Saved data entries
>>

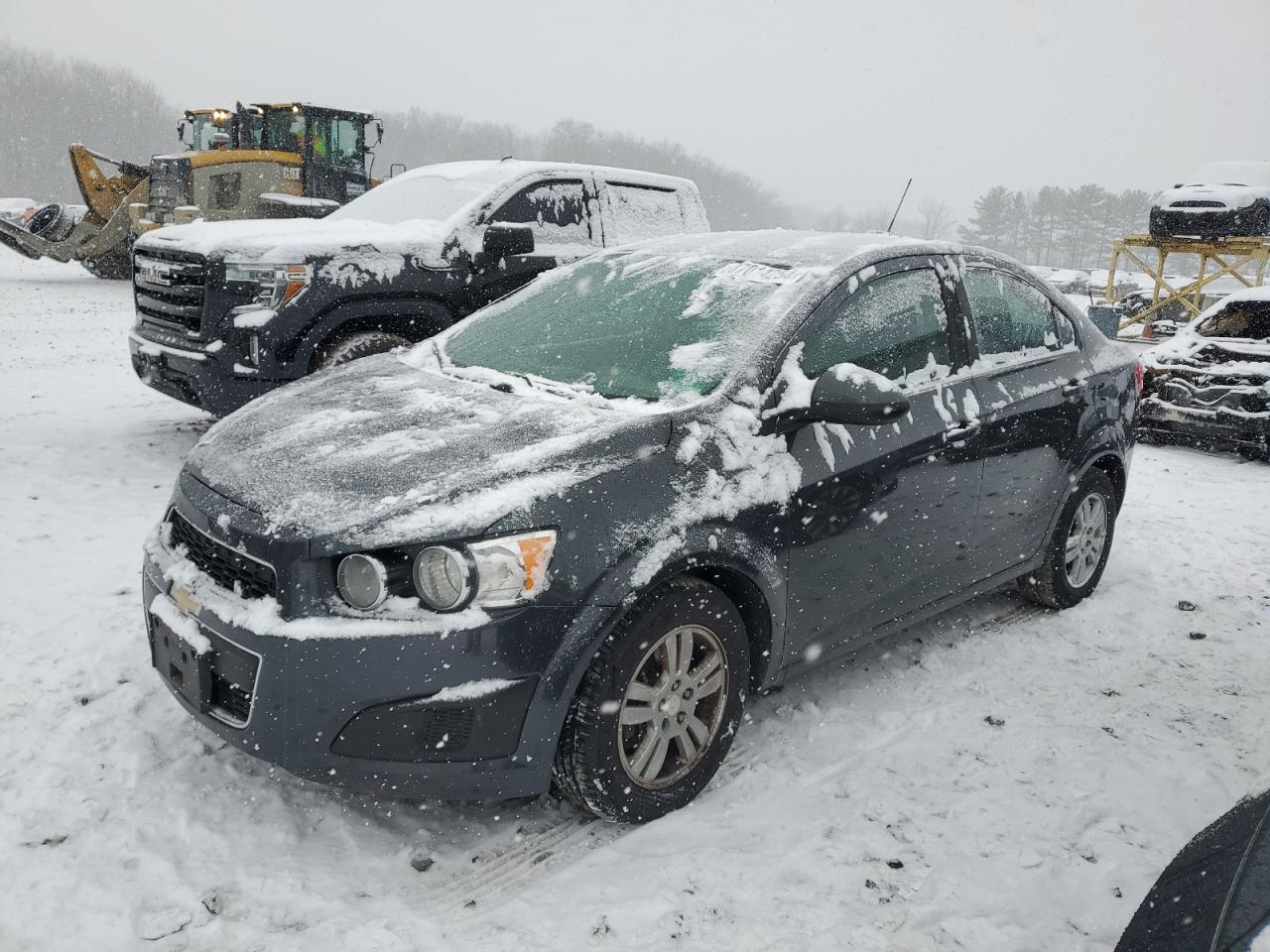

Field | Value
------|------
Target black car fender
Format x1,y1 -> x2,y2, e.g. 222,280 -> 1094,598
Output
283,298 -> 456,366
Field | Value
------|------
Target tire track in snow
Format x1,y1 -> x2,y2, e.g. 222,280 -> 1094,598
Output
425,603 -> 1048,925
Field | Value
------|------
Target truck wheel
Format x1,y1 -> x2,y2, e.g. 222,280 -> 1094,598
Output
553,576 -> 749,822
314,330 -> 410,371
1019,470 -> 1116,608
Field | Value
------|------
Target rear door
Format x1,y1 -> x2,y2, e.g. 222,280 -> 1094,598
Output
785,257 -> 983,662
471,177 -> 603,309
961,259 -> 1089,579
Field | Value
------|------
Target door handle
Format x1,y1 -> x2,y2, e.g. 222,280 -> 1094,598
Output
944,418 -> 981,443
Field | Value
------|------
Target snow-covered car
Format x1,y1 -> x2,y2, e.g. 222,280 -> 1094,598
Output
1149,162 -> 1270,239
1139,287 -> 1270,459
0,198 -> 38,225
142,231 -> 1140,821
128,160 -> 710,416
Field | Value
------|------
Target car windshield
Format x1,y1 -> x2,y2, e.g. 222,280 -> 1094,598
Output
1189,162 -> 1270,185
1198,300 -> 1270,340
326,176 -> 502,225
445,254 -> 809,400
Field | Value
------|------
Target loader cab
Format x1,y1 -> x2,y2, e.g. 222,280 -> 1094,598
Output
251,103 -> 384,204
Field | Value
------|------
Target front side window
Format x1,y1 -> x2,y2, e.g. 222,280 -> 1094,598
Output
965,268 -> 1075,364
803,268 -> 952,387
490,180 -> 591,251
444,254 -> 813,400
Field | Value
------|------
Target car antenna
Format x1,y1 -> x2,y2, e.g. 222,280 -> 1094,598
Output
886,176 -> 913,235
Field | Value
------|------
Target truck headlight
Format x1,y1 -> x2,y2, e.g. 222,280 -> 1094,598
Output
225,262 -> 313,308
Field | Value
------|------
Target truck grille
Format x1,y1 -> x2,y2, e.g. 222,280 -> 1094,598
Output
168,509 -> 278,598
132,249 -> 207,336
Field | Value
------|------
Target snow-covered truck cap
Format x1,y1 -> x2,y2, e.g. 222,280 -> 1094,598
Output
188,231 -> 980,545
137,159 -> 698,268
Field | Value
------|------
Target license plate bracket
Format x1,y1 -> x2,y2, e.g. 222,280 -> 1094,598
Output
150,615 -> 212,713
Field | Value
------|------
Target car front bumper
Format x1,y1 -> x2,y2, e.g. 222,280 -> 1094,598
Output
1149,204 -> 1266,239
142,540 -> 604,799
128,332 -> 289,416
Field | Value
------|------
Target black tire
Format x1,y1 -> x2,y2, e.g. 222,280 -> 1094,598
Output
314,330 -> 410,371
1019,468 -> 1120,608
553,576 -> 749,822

<<

Rewrite the entries from the start through the line containing "886,176 -> 913,235", changing every "Output" to "Result" and keeping everything else the same. Leave the pictures out of your answer.

_Answer to this task_:
Field | Value
------|------
Target black car fender
Format x1,y1 -> x2,y2, e.g. 222,280 -> 1094,598
Result
283,298 -> 456,366
Field | Value
------|------
Target tire track in snow
Format x1,y1 -> x2,y2, e.g. 222,280 -> 1094,598
Result
425,603 -> 1048,925
Field | Value
------|------
Target truck wheel
Format x1,y1 -> x2,y2, e.g. 222,280 -> 1094,598
Result
553,576 -> 749,822
314,330 -> 410,371
1019,470 -> 1116,608
Field | Value
------|------
Target rear door
Format x1,y1 -> x2,y2, e.g. 222,280 -> 1094,598
Result
785,257 -> 983,662
471,177 -> 603,309
961,259 -> 1089,579
Field | Value
------|------
Target door handle
Format x1,y1 -> x2,y2, e.g. 222,280 -> 1094,598
Result
944,418 -> 981,443
Field | Value
------|------
Target snow-covered car
Format x1,y1 -> x2,y2, e.g. 222,280 -> 1094,598
Result
1149,162 -> 1270,239
1139,287 -> 1270,459
0,198 -> 38,225
142,231 -> 1140,821
128,160 -> 710,416
Field | Value
------|------
Target car windshield
Format x1,y1 -> x2,y2, e.g. 222,280 -> 1094,598
Result
1189,162 -> 1270,185
1198,300 -> 1270,340
326,176 -> 502,225
445,254 -> 809,400
Field | Value
------|------
Target loader cab
Format x1,y1 -> x2,y2, e.g. 222,280 -> 1094,598
Result
251,103 -> 384,204
Field | Value
------|------
Target front side window
Format x1,y1 -> x2,y2, e.g. 222,280 -> 1094,598
Result
965,268 -> 1075,364
803,268 -> 952,387
490,180 -> 591,251
444,254 -> 813,400
Field | Value
------|------
Target car antenna
Format x1,y1 -> x2,y2, e.g. 222,280 -> 1094,598
Result
886,176 -> 913,235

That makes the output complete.